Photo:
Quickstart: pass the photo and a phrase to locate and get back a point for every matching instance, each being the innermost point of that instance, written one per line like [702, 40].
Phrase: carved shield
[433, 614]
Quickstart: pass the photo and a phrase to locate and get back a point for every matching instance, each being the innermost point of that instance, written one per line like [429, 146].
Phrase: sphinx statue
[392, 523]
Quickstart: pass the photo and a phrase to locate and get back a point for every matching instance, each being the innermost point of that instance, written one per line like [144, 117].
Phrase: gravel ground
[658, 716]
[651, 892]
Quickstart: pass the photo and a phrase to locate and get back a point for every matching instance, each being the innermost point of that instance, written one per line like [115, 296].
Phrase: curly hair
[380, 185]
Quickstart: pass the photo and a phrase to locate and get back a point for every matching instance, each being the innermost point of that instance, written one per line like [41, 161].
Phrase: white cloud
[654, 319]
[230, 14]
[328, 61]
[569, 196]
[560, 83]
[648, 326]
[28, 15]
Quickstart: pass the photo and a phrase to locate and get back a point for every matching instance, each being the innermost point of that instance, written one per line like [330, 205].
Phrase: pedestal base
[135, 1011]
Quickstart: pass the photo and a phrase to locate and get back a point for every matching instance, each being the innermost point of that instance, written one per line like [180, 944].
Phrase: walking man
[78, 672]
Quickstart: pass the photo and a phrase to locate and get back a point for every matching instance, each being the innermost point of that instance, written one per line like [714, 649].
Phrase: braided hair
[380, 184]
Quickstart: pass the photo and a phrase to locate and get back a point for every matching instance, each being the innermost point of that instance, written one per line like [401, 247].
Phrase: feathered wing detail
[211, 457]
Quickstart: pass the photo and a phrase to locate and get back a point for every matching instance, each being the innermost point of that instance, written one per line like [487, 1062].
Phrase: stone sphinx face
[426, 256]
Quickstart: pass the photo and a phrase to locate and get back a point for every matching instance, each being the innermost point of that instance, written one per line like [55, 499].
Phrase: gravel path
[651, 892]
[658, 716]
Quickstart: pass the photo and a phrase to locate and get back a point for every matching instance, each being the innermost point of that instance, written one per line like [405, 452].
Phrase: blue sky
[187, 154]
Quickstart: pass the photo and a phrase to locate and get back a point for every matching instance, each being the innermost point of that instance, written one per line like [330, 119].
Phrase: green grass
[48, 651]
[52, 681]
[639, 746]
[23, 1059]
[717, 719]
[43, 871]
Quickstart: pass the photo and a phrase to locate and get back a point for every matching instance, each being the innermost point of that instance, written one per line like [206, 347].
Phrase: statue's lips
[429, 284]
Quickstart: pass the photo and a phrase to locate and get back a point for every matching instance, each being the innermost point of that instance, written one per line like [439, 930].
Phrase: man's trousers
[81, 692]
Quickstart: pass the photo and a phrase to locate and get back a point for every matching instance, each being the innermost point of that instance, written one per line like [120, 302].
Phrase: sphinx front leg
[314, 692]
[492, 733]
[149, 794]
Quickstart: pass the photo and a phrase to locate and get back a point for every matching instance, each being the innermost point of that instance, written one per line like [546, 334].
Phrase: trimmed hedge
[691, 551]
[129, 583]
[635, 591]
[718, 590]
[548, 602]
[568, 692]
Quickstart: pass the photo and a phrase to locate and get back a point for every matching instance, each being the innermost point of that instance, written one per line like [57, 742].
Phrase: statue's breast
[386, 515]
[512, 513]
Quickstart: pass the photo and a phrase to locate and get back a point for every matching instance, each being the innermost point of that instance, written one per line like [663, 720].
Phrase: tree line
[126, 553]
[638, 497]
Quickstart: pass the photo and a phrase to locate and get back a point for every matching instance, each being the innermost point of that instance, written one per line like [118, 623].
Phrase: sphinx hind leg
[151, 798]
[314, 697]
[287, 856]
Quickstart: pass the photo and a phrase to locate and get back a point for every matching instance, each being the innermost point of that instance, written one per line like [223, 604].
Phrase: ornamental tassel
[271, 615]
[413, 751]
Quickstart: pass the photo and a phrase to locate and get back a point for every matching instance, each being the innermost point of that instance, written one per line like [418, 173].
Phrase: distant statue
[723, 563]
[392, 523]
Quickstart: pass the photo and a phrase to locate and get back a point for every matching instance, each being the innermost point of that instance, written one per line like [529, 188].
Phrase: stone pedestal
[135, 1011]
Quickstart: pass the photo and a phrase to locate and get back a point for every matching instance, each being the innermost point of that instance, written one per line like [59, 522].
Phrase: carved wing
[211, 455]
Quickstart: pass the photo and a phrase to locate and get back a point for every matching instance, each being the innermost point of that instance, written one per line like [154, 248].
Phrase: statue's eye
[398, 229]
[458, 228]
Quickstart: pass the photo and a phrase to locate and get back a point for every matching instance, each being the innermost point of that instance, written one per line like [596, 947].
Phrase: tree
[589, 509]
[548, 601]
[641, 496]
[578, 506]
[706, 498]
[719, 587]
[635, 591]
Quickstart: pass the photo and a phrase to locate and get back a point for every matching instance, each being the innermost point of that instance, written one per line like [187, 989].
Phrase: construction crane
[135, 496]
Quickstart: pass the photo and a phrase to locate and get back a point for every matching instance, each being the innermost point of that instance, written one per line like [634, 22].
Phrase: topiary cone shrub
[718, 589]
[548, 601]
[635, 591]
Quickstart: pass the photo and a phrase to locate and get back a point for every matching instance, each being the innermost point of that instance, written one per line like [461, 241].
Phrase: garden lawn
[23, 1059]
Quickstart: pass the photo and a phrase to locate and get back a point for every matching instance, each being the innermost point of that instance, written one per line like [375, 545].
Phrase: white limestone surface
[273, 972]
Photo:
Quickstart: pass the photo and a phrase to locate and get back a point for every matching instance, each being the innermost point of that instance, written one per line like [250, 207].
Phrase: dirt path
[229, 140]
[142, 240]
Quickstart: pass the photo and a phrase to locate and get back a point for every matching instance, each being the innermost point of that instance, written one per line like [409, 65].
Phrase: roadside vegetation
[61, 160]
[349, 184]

━━━━━━━━━━━━━━━━

**TASK DIRECTIONS:**
Each entry above is to be copied out exactly as written.

**ANSWER SPACE:**
Photo:
Quickstart: pass the photo and a phrase to locate and get back a point for every matching instance, each being the innermost point of that instance, written one per line like [702, 40].
Phrase: carved shield
[433, 614]
Quickstart: pass the photo and a phrase to locate and get back a point for every matching instance, each being the innermost point of that instance, written one per line like [429, 146].
Phrase: sphinx statue
[392, 523]
Quickstart: pass the photo and a phrase to locate and get back a point for every matching instance, each being the innermost point of that instance, written one per line like [144, 117].
Phrase: gravel ground
[658, 716]
[651, 892]
Quickstart: pass the photo and a phrase to locate and get back a point for every matching instance, each being the innermost point of that instance, written one per line like [115, 296].
Phrase: curly hair
[380, 185]
Quickstart: pass the photo and a phrase to locate and get back a point for every matching instance, each being the innermost point of that instance, written one per line like [41, 161].
Phrase: white cloud
[654, 319]
[230, 14]
[328, 61]
[569, 196]
[560, 83]
[648, 326]
[28, 15]
Quickstart: pass the photo and a phrase to locate and get back a point for every matching instance, each being the innermost point of that instance, written one per line like [330, 205].
Phrase: pedestal base
[135, 1011]
Quickstart: pass the photo and a phrase to locate and get back a point for every matching instance, each being the innermost point of that instance, written one per line like [180, 944].
Phrase: walking man
[78, 672]
Quickstart: pass the photo and a phrase to locate and get back a point for every matching instance, each being the innermost point of that instance, written one per line like [714, 649].
Phrase: braided hair
[380, 184]
Quickstart: pass the photo and a phrase to locate and get back a point for every matching instance, each being the innermost point of that instance, written one per line like [401, 247].
Phrase: feathered wing detail
[211, 457]
Quickstart: pass the photo and a phrase to locate and get back a point for every matching instance, each being the innermost point of that instance, written one per line like [487, 1062].
Phrase: stone sphinx face
[426, 256]
Quickstart: pass the photo and a phrase to locate and get back a point for every matching instance, each being the innermost point of that instance, written one per line like [55, 499].
Phrase: gravel path
[651, 892]
[658, 716]
Quickstart: pass the photo and a phrase to locate and get back a point for every matching instance, each being the innermost point of that instance, written one per line like [405, 452].
Phrase: blue sky
[187, 154]
Quickstart: pass the photo and a phrase to locate and get back a point for every matching instance, each being the innermost point of that instance, written one per line like [330, 119].
Phrase: green grass
[48, 651]
[52, 681]
[639, 746]
[23, 1059]
[717, 719]
[43, 871]
Quickstart: pass the photo and a phrase to locate and get back a point for every matching instance, each being the innermost point of that instance, written one per line like [206, 347].
Phrase: statue's lips
[429, 284]
Quickstart: pass the photo and a phrase to locate and get back a point for every matching instance, each being the innermost point of that instance, written one per line like [439, 930].
Phrase: man's trousers
[81, 692]
Quickstart: pass the photo and a phrase to locate and get back a point for every matching instance, each being the innermost point of that instance, written one per line like [120, 302].
Phrase: sphinx front leg
[314, 692]
[492, 733]
[149, 794]
Quickstart: pass the photo and a phrase to locate and get back a point for every matching instance, each being the innermost point of that instance, written one per line like [546, 334].
Phrase: trimmed hedge
[691, 551]
[129, 583]
[635, 591]
[718, 590]
[548, 602]
[568, 692]
Quickstart: pass the photo and a phrase to locate and get back a point for every matching instance, each being the innermost point of that instance, written one per line like [57, 742].
Phrase: statue's breast
[386, 515]
[512, 513]
Quickstart: pass the photo and a phrase to locate and get back a point for every matching instance, each being the innermost point of that instance, written one per line like [663, 720].
Phrase: tree line
[126, 553]
[638, 497]
Quickstart: pass the photo and a phrase to locate and get back a point for every matching instance, each being the innermost point of that instance, written one per line like [118, 623].
Phrase: sphinx hind leg
[151, 798]
[314, 697]
[287, 856]
Quickstart: pass the photo and a phrase to locate and get back a point for every matching instance, each being the innermost point of that instance, written one per line like [223, 604].
Phrase: ornamental tassel
[271, 615]
[413, 751]
Quickstart: pass the photo and a phrase to locate and get back a point for every matching instance, each being the innermost point of that instance, written one per line like [418, 173].
Phrase: distant statue
[723, 563]
[392, 523]
Quickstart: pass the photo and a phrase to locate and get back a point for every matching instance, each being the innermost point of that instance, written one per line like [529, 188].
Phrase: stone pedestal
[135, 1011]
Quickstart: pass the photo and a phrase to locate and get back a point for every matching instance, each being the innermost point of that instance, written one per line like [59, 522].
Phrase: carved wing
[211, 455]
Quickstart: pass the photo and a phrase to locate and get back a point for every matching instance, each being the innermost point of that instance, written one per line like [154, 248].
Phrase: statue's eye
[398, 229]
[458, 228]
Quickstart: pass the photo and a phrase to locate and get back a point for every matching instance, each being the innermost point of that instance, written one per line like [596, 947].
Phrase: tree
[589, 509]
[548, 601]
[641, 496]
[578, 506]
[706, 498]
[719, 587]
[635, 591]
Quickstart: pass the photo and a phrase to locate and get back a point for every matching instance, each being the innermost point of that instance, written one per line like [187, 989].
Phrase: construction crane
[135, 496]
Quickstart: pass the photo and a phrase to locate and get back a point for every matching instance, each being the innermost point of that instance, written one per line like [634, 22].
Phrase: topiary cone shrub
[718, 589]
[548, 601]
[635, 591]
Quickstart: pass the photo and a phrase to locate and get back a point for every matching instance, each being the innermost point of that instance, written one per line like [461, 241].
Phrase: garden lawn
[23, 1059]
Quickstart: pass the photo and a phrase to locate and get back a point for every matching instance, each being the innermost point of that instance, written one per line like [375, 545].
Phrase: white limestone surface
[273, 972]
Photo:
Quickstart: pass the photo and a phrase to locate and get back a point for every matching instance, each being the innermost point of that instance, written one per line like [250, 207].
Phrase: dirt path
[229, 140]
[142, 240]
Quickstart: pass the photo and a phrase to locate and get back a point for every matching instance, each being the innermost point of that instance, written one per line like [409, 65].
Phrase: roadside vegetation
[61, 160]
[349, 184]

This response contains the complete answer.